▸ **Exercise**
List every line below that contains the word "white", matching case exactly.

▸ **Records shown**
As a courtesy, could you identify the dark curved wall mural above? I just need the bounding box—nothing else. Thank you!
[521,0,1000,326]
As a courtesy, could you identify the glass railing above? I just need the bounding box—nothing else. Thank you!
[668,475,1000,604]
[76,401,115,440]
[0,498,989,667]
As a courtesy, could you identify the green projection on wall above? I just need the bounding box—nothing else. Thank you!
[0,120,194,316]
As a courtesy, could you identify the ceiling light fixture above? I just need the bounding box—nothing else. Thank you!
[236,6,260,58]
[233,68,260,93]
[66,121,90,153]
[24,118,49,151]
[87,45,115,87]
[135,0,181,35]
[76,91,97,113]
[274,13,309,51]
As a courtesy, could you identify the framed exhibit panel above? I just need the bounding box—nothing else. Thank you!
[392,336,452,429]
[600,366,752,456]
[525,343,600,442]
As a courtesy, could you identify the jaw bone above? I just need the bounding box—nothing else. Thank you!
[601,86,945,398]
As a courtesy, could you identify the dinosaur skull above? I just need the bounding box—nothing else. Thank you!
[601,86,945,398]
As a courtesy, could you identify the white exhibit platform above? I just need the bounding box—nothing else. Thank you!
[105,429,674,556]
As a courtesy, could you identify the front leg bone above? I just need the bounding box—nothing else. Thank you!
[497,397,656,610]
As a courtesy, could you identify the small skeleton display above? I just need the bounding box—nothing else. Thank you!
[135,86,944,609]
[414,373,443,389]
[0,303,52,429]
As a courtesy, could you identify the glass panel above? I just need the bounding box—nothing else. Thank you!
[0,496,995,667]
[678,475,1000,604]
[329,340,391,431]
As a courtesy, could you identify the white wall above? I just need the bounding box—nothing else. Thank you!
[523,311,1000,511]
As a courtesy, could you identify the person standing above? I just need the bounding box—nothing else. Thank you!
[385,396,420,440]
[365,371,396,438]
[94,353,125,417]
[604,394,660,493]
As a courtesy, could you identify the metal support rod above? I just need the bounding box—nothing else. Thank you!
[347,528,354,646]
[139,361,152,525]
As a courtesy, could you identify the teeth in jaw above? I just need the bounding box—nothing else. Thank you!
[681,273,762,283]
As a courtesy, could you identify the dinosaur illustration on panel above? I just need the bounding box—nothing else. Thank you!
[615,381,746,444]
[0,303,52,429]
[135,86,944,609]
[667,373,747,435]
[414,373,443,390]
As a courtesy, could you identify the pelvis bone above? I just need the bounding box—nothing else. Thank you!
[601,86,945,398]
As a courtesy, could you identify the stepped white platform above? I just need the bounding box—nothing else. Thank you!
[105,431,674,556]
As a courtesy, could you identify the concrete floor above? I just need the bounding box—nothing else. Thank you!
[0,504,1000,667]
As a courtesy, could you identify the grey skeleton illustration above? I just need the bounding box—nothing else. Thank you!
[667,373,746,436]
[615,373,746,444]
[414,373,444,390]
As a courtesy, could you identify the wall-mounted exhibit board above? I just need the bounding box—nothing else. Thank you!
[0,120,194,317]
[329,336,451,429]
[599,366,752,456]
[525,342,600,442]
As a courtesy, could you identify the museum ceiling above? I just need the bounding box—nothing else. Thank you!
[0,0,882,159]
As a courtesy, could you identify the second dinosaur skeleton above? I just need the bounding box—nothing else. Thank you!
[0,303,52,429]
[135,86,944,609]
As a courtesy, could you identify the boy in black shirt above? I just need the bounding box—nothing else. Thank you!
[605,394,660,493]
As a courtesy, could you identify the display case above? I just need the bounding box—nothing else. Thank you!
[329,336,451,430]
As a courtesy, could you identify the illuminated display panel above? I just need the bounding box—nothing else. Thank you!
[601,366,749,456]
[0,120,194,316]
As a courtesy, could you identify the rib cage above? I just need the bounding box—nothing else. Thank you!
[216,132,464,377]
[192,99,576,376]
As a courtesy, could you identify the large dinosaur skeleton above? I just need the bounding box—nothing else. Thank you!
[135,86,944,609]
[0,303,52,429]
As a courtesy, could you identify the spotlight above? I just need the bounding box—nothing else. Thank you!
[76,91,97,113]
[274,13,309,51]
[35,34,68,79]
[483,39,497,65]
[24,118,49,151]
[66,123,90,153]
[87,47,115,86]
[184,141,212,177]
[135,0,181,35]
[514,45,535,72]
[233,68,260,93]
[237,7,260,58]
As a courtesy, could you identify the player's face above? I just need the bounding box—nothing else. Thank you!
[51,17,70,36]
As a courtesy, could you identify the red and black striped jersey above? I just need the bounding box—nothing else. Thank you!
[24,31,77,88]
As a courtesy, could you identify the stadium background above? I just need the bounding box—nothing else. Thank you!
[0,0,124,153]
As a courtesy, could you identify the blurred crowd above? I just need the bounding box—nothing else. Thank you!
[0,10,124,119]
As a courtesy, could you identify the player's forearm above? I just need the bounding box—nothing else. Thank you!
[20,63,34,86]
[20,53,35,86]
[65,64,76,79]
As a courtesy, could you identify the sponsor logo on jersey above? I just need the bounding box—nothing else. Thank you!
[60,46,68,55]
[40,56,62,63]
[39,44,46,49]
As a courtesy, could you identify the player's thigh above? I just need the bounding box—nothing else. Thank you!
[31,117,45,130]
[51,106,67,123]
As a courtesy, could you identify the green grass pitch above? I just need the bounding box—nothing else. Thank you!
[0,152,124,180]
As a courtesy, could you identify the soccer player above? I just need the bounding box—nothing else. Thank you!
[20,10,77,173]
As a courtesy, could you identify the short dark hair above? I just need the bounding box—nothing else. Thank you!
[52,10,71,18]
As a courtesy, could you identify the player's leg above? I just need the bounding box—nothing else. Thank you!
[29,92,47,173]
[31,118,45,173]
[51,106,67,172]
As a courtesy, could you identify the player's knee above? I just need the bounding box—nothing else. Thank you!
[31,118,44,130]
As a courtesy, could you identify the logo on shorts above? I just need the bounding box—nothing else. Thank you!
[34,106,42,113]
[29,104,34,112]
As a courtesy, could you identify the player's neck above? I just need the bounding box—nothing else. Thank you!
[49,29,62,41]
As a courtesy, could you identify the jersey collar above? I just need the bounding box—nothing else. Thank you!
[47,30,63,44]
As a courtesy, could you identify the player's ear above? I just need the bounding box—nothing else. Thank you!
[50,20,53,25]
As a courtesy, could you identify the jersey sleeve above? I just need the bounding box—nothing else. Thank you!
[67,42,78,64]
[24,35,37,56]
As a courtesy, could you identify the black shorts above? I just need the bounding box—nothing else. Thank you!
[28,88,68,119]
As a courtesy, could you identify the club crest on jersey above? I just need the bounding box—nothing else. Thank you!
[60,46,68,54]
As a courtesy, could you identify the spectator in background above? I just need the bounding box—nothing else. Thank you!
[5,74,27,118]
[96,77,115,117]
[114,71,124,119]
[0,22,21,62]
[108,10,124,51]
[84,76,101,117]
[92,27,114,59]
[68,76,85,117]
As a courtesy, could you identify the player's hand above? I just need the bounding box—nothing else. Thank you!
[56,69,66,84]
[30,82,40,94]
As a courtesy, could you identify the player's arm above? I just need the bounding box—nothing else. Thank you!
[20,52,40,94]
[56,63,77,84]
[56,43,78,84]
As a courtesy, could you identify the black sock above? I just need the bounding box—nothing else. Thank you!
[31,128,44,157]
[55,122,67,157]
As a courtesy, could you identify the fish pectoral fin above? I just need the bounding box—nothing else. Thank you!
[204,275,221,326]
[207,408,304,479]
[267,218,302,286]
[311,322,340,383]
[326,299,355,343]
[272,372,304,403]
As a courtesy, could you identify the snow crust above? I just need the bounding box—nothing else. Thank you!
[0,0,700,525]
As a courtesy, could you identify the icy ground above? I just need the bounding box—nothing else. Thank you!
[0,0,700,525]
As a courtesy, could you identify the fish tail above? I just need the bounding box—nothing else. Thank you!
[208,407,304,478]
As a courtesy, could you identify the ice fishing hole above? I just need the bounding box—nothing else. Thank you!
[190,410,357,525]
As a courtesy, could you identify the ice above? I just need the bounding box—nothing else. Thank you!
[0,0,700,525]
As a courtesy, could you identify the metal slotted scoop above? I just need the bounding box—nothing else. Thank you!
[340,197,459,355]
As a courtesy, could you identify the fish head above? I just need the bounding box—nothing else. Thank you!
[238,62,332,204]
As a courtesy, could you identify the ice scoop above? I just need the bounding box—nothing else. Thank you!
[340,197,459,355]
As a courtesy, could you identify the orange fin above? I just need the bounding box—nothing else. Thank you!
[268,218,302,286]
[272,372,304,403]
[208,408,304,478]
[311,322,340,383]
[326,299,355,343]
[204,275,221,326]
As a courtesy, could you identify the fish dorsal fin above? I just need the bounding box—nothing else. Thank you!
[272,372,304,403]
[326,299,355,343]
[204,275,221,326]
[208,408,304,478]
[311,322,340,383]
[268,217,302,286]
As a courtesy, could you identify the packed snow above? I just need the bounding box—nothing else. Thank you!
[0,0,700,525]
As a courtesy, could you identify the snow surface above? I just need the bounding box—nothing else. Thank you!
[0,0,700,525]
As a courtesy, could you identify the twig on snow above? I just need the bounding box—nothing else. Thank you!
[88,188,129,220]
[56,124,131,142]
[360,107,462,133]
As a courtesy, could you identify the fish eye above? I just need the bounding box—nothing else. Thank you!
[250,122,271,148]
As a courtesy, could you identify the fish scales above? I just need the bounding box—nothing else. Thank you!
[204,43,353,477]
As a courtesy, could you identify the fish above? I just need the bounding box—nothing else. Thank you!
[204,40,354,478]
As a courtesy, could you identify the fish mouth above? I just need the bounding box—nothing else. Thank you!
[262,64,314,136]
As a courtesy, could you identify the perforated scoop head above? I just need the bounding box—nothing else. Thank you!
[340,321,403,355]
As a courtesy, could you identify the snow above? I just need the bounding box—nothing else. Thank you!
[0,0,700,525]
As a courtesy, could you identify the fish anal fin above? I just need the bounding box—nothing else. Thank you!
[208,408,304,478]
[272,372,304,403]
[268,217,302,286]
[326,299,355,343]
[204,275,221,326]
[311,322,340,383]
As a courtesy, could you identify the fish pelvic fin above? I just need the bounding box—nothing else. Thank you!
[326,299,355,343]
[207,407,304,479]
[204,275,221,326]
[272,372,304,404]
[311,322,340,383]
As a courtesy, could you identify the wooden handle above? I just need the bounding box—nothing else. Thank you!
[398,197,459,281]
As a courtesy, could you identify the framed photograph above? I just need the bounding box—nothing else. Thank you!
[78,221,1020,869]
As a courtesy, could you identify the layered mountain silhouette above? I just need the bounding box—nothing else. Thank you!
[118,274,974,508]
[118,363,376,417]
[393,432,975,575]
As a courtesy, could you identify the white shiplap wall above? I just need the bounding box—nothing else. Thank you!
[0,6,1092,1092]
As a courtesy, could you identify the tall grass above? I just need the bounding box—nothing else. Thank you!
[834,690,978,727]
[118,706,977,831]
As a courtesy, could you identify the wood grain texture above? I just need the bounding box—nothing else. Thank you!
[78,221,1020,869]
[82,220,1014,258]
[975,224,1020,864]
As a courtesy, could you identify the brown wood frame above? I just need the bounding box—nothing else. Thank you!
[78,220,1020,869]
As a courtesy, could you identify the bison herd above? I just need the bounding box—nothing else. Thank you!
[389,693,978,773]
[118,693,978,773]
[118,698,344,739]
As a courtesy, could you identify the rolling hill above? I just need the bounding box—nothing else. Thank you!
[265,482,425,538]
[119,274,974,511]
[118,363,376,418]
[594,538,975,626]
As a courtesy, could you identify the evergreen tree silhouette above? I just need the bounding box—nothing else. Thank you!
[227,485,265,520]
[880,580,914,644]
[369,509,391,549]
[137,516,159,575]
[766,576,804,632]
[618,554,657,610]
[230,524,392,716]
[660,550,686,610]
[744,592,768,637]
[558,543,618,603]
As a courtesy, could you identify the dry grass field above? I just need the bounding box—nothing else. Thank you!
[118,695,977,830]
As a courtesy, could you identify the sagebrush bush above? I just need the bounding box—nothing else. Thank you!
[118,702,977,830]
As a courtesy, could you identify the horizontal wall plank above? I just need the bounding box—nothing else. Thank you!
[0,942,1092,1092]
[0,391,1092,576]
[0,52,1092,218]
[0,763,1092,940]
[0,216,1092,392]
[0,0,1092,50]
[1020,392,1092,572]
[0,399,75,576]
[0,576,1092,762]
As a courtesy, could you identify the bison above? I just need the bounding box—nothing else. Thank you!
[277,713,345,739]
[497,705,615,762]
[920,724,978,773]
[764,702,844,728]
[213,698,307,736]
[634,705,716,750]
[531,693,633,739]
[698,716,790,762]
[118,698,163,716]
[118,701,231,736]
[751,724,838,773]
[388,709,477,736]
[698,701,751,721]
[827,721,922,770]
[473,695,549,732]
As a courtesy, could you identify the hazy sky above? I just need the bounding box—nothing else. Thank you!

▸ **Complete answer**
As a courtesy, could you identify the white exhibit platform above? I just need the bounding box—nothing else. Thank you!
As a courtesy, could you identify the white wall above? I just need the bounding box—nothing else. Thank you!
As a courtesy, could you identify the stepped white platform above? I just need the bounding box—nothing else. Thank you!
As a courtesy, could you identify the white shiplap wall above? I just need the bounding box—nothing else. Thank you!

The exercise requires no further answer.